▶ **WRITTEN TASK**
Count the lines in the items below that contain the word "wrinkled". Reply with the number only.

▶ **ENTRIES SHOWN**
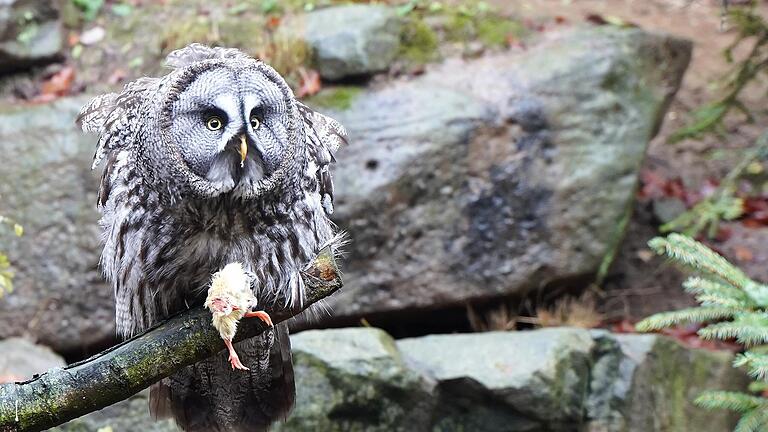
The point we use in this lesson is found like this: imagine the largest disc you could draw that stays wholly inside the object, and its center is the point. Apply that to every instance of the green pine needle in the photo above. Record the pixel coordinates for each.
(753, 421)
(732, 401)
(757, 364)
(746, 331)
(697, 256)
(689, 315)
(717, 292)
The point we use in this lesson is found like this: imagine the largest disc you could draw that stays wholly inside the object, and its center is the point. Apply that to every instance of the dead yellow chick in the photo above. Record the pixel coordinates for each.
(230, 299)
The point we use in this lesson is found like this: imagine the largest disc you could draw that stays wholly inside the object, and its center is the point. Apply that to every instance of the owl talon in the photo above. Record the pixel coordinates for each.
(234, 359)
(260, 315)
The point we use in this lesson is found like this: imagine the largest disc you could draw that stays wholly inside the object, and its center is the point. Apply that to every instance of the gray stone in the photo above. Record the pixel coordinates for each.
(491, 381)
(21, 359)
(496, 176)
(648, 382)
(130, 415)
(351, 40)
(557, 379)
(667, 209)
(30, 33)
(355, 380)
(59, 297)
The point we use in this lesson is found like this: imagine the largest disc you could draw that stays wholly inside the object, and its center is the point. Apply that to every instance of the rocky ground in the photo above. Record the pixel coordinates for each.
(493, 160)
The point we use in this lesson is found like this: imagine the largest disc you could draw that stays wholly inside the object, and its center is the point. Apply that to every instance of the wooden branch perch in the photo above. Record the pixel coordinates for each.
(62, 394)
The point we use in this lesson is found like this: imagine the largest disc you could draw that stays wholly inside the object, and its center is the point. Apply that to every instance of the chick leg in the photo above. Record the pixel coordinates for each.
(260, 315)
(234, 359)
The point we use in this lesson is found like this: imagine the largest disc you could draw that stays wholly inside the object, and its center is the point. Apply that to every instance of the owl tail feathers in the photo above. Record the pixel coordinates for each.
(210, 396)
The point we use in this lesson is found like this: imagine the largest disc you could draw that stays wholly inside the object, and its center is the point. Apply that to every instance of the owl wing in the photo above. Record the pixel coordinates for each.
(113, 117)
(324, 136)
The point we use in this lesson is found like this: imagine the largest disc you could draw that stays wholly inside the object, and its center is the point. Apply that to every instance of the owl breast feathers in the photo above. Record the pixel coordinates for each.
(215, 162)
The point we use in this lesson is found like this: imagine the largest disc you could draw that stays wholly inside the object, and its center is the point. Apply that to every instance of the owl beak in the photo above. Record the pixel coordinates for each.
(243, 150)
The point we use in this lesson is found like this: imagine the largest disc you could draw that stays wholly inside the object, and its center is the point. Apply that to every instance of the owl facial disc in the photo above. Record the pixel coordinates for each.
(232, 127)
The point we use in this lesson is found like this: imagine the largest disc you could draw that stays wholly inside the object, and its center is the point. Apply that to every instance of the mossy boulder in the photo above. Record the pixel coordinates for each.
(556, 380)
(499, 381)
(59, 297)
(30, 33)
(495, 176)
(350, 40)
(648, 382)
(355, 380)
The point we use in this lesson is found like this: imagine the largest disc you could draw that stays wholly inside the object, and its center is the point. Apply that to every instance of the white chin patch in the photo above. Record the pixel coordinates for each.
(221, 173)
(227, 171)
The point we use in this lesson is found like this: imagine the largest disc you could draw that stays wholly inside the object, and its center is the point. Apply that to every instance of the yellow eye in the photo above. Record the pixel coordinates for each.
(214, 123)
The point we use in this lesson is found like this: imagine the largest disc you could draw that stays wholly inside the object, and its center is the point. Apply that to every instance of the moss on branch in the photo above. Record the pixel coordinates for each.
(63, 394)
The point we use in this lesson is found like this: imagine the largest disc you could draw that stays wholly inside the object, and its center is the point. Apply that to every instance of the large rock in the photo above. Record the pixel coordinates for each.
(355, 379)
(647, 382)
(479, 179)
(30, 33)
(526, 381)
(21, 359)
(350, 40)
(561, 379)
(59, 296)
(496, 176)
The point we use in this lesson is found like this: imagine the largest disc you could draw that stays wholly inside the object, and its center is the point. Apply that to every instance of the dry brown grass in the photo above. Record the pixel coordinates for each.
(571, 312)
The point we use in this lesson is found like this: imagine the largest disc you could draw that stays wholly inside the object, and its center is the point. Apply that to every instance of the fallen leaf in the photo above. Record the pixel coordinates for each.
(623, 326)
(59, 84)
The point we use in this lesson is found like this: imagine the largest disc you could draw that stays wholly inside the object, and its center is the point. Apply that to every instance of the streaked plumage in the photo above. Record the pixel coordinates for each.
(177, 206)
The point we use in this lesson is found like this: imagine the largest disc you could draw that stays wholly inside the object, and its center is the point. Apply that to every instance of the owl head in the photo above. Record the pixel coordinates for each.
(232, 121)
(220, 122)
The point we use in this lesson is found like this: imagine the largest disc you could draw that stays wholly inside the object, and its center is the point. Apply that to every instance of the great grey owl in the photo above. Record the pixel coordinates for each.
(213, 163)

---

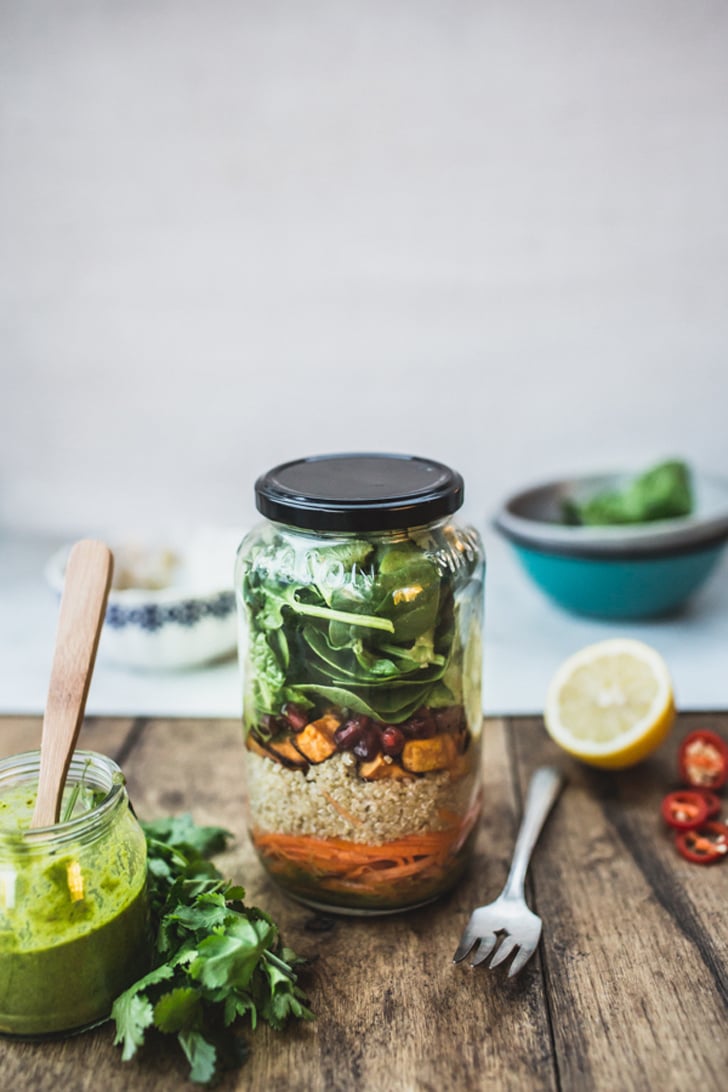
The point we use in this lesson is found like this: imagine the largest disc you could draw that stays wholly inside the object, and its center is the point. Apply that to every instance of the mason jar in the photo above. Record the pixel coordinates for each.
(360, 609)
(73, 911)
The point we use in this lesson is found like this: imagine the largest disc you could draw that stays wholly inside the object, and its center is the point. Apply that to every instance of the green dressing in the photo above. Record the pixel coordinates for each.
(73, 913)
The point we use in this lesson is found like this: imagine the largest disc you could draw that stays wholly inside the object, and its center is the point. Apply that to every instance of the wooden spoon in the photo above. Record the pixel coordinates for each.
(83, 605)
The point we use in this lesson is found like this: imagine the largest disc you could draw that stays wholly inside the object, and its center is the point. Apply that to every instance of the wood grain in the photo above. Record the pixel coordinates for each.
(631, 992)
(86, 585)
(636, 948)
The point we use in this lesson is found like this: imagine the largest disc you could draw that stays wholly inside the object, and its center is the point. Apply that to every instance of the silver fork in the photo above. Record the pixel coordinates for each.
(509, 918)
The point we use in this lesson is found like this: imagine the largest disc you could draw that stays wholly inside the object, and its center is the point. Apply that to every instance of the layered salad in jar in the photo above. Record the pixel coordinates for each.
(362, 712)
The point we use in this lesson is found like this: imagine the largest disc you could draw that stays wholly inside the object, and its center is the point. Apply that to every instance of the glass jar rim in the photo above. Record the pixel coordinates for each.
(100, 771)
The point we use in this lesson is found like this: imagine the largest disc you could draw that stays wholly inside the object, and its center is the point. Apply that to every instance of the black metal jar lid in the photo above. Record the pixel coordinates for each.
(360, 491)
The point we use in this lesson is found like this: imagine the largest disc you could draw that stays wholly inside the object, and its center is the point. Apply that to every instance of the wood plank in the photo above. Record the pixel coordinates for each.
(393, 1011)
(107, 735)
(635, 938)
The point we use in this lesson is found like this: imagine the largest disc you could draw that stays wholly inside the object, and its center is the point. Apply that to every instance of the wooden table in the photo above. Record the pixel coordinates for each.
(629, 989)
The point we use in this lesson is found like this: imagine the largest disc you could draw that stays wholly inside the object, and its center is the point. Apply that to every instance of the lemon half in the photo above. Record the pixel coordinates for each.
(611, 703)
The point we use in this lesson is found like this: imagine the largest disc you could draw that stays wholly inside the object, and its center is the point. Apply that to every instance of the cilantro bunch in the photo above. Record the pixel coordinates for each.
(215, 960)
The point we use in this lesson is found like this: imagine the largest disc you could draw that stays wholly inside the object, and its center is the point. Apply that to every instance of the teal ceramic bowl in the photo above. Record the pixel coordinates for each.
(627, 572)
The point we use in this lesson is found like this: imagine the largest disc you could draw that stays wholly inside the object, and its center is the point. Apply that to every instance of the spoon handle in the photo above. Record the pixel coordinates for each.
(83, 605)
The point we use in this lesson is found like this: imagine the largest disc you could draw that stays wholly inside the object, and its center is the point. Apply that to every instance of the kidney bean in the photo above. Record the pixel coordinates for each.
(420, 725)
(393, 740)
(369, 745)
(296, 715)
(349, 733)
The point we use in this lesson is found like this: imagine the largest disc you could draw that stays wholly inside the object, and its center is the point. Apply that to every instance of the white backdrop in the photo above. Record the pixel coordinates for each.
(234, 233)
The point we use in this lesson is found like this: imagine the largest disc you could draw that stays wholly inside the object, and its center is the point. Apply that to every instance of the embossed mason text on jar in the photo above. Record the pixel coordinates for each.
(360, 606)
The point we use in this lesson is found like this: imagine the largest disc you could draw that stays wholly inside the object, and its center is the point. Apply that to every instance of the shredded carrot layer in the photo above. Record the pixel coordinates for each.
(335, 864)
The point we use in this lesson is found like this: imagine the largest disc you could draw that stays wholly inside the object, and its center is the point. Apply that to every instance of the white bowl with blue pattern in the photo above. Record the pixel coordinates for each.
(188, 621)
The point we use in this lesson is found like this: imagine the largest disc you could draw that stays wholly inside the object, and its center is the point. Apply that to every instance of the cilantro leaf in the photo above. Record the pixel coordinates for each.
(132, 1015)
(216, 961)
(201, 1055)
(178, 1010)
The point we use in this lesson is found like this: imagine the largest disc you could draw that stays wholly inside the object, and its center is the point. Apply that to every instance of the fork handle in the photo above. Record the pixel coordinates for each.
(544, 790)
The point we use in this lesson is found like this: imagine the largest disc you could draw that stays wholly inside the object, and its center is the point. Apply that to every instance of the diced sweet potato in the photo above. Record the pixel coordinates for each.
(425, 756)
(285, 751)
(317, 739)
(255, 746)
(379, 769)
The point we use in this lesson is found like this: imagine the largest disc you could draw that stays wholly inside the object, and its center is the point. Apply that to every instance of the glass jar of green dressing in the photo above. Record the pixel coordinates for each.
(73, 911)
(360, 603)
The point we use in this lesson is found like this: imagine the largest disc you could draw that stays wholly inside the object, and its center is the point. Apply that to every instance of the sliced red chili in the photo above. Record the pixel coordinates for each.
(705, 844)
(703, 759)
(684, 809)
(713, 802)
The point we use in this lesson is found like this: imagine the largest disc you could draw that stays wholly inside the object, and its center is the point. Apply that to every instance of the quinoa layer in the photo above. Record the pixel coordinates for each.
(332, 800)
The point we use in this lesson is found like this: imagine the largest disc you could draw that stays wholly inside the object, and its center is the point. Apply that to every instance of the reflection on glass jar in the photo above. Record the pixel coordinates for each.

--

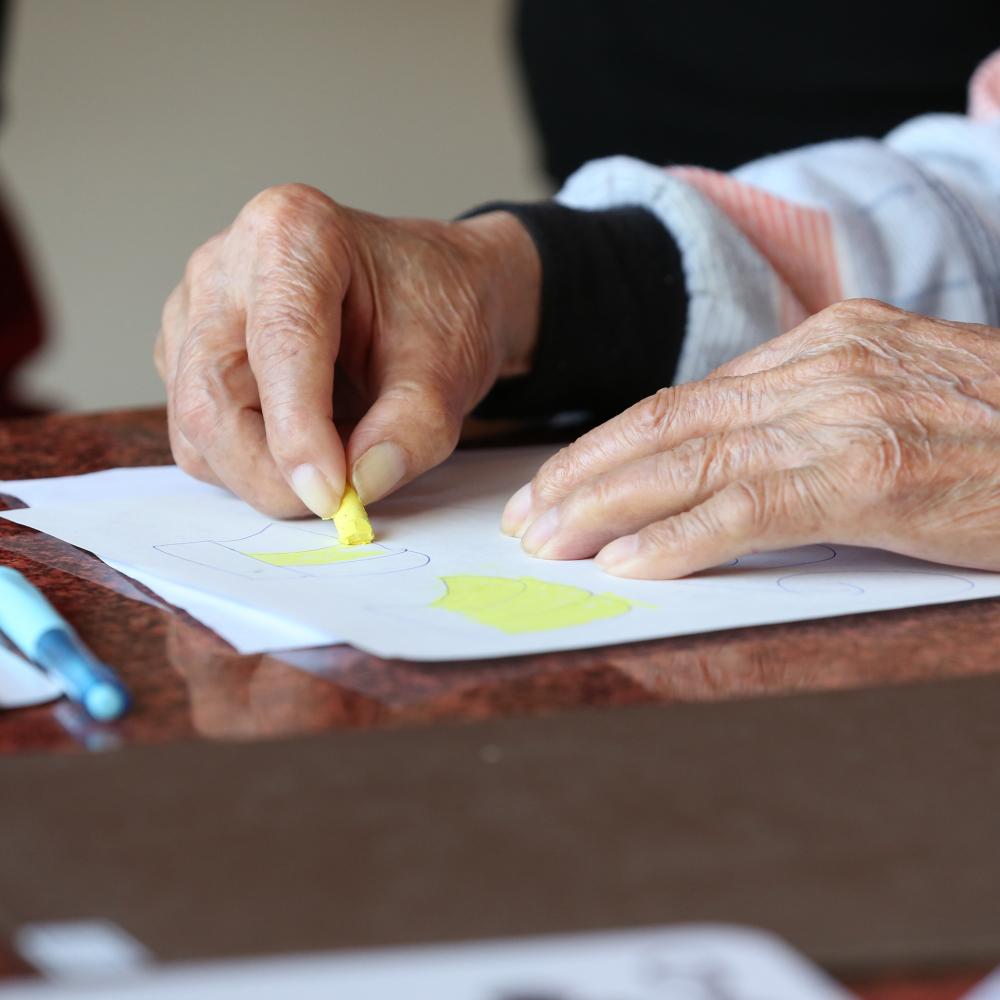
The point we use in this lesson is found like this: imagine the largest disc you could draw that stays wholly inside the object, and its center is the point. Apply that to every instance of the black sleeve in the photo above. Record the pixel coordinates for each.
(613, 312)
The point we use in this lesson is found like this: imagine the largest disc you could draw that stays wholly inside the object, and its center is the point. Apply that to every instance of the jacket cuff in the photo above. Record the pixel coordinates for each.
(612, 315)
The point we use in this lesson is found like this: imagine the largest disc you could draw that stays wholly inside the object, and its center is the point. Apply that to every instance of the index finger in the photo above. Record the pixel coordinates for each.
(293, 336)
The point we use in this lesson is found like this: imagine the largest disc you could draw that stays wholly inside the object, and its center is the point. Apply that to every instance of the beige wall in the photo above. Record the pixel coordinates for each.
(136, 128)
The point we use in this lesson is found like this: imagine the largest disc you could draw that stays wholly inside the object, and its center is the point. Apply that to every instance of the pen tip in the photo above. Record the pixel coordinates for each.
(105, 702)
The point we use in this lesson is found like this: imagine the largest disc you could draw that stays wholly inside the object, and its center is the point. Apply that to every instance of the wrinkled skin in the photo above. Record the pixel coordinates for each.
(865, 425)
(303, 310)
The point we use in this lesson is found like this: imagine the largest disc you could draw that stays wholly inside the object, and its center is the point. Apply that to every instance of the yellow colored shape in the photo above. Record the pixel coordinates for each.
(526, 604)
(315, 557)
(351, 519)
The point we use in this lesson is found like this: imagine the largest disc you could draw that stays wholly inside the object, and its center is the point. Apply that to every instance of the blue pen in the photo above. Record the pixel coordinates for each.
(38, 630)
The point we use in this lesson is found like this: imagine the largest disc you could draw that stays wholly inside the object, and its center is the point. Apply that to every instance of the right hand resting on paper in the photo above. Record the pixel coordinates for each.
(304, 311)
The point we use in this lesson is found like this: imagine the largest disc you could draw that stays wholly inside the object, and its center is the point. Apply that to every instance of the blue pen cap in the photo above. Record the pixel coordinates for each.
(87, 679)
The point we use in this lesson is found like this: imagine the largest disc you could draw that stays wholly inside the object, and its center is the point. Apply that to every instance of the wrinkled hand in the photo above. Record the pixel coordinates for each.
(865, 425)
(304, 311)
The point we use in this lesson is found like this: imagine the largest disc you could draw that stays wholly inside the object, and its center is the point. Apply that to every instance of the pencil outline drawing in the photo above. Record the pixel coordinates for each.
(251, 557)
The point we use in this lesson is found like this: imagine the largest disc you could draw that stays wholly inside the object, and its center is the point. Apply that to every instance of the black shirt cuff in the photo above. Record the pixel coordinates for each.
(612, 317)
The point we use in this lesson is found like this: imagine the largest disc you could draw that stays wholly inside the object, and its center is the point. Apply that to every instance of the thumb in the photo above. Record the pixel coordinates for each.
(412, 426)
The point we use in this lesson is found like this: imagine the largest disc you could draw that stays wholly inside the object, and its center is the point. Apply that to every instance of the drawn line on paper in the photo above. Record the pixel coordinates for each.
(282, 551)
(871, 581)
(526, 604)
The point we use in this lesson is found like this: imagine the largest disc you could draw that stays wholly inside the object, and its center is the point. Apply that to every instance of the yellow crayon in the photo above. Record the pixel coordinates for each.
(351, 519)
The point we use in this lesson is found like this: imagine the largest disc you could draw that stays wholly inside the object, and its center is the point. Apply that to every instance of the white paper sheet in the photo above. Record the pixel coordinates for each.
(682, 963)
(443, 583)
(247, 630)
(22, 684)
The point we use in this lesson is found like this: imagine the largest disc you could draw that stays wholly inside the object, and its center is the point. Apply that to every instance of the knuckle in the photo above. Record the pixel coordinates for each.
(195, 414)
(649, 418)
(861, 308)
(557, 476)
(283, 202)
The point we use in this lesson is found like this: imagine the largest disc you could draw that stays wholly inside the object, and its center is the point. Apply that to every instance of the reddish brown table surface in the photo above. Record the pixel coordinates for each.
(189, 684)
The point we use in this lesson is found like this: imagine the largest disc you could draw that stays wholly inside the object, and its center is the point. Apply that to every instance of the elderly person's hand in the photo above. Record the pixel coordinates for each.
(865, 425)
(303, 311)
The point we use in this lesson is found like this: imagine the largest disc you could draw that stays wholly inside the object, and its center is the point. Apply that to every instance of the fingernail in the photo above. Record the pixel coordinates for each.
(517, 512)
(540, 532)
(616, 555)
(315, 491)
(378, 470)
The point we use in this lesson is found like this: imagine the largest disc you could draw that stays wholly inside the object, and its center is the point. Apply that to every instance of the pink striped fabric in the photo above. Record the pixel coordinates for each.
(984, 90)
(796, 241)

▶ **CORRECT ANSWER**
2